Pero luego, merced a la intervención de la Iglesia —y de la autoridad regia más tarde — la caballería se espiritualiza y disciplina. A la lenta y constante acción de la Iglesia suelen atribuir los historiadores el que fuera, en el mundo caballeresco, afirmándose un ideal nuevo de justicia y paz. Por eso al caballero se le impone, como deber primero y esencial, ser valeroso y fuerte, mas a condición de que la fuerza sirva al derecho y las proezas vayan acompañadas de la lealtad y la generosidad, regidas por la ley suprema del honor. Se opina comúnmente que la acción de la Iglesia logró configurar la antes tosca y brutal caballería, dándole las características de casi una orden religiosa compuesta de electos investidos de una divina misión. El nuevo contenido de la caballería se refleja en el complejo ceremonial religioso con que, a partir del siglo XI, se efectúa el rito de la investidura caballeresca. Tal ceremonial no se define por completo sino bastante más tarde, es decir en el siglo XIII, sin que lo hallemos mencionado más que en textos y documentos relativamente recientes.
La usanza de “armar” solemnemente a los jóvenes cuando salían de la minoridad, procede de los germanos antiguos, como lo atestigua Tácito, y continúa y se extiende cuando esos mismos germanos se instalan en las tierras romanas y fundan en ellas sus reinos. Vemos a los jefes feudales ceñir con el cíngulo de caballero, y confirmar, con la “acolada”, a sus propios hijos y a los más valerosos de sus vasallos. Establécese la costumbre de que los hijos de los nobles, y los segundones en particular, salgan del castillo paterno y se aposenten en las casas de otros valerosos caballeros, e incluso en la regia corte, para aprender las artes de la milicia. Empiezan por las humildes funciones de “palafrenero” y de “paje” y ejercen después la de “escudero”, en la que, tras un largo noviciado —de cinco a siete años—, se hacen dignos de ser armados caballeros. Pero a partir del siglo XI el rito de la investidura caballeresca asume formas religiosas, que en los rituales del siglo XIII nos revelan un contenido profundamente espiritual y casi místico y simbólico.

########

**COMPLETA LO SIGUIENTE**
**a.** Según el texto sobre la caballería, ¿de quiénes procede la costumbre de armar solemnemente a los jóvenes cuando salían de la minoridad?
**b.** Indica si cada afirmación coincide con el texto sobre la caballería y cita las palabras del texto que lo deciden: (i) El noviciado de escudero duraba de cinco a siete años. (ii) El ceremonial de la investidura caballeresca quedó definido por completo en el siglo XI. (iii) Los jóvenes nobles empezaban como escuderos y pasaban después a pajes.
**c.** Prosigue el texto sobre la caballería a partir de su última oración.

**MATERIAL PROPORCIONADO**
########

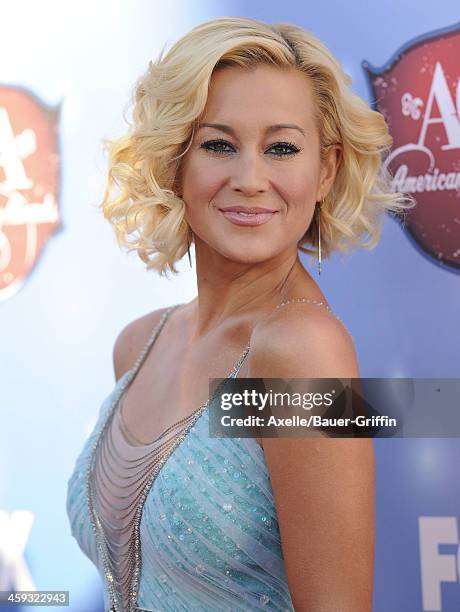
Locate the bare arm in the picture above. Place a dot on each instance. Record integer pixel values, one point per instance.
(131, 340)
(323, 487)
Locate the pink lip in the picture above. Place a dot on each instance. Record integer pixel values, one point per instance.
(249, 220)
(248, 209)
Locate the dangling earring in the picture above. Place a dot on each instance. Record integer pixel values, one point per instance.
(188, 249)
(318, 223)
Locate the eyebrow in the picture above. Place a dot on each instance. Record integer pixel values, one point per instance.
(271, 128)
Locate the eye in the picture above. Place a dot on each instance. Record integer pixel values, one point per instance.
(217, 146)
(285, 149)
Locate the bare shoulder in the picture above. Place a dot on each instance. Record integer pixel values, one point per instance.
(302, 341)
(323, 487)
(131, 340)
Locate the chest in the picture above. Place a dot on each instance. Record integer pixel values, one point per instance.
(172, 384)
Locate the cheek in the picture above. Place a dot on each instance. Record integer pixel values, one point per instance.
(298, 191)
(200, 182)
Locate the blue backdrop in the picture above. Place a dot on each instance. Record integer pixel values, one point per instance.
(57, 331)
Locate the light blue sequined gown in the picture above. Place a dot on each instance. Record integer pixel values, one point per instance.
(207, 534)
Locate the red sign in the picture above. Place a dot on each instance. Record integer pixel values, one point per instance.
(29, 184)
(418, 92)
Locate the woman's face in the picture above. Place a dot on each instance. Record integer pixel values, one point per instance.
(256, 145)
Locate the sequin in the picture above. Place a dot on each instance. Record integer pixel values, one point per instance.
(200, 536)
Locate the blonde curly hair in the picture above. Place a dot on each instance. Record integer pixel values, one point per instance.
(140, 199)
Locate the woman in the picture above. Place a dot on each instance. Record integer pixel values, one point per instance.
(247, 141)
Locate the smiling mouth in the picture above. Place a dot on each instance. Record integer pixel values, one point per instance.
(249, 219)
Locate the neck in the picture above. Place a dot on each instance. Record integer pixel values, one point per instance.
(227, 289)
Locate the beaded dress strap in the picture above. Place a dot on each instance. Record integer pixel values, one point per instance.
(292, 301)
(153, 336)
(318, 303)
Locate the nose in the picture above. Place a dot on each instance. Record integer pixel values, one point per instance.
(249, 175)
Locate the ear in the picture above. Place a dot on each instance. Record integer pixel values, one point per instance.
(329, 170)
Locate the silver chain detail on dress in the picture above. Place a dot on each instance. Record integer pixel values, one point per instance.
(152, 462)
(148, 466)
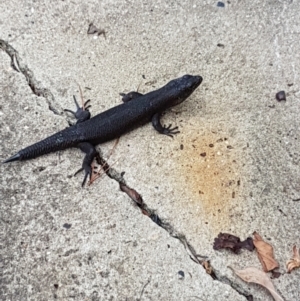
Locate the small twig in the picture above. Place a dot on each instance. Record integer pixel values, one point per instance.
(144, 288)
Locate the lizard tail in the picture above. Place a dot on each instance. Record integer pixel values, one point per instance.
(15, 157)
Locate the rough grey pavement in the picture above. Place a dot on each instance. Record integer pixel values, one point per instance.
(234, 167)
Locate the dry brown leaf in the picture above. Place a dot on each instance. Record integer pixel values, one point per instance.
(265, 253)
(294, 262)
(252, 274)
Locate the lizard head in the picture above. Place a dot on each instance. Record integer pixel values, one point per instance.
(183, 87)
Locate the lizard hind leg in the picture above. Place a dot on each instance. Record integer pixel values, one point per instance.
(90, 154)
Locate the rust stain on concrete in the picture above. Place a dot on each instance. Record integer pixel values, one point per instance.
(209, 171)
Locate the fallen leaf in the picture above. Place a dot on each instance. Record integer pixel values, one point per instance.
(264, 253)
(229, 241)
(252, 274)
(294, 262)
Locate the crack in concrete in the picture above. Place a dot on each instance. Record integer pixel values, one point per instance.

########

**RESULTADOS DEL EJERCICIO**
**a.** Procede de los germanos antiguos, como lo atestigua Tácito.

**b.**
(i) Sí: "tras un largo noviciado —de cinco a siete años—, se hacen dignos de ser armados caballeros".
(ii) No: "Tal ceremonial no se define por completo sino bastante más tarde, es decir en el siglo XIII".
(iii) No: "Empiezan por las humildes funciones de “palafrenero” y de “paje” y ejercen después la de “escudero”".

**c.**
La “toma de hábito” del novicio se cumple tras una noche pasada en oración (vela de las armas); sus armas y vestiduras son bendecidas; el caballero, antes de obtener la investidura, toma un baño simbólicamente purificador; es instruido por algunos caballeros ancianos de los nobles deberes que su nuevo estado comporta; confiesa sus pecados, asiste a la celebración de los divinos misterios; comulga y, después del rito, participa en un banquete en que, como una recién desposada, el neófito ha de abstenerse de comer y beber y no puede volver la cabeza para mirar a su alrededor, concentrado y absorto en la conciencia de la nueva dignidad de que ha sido investido.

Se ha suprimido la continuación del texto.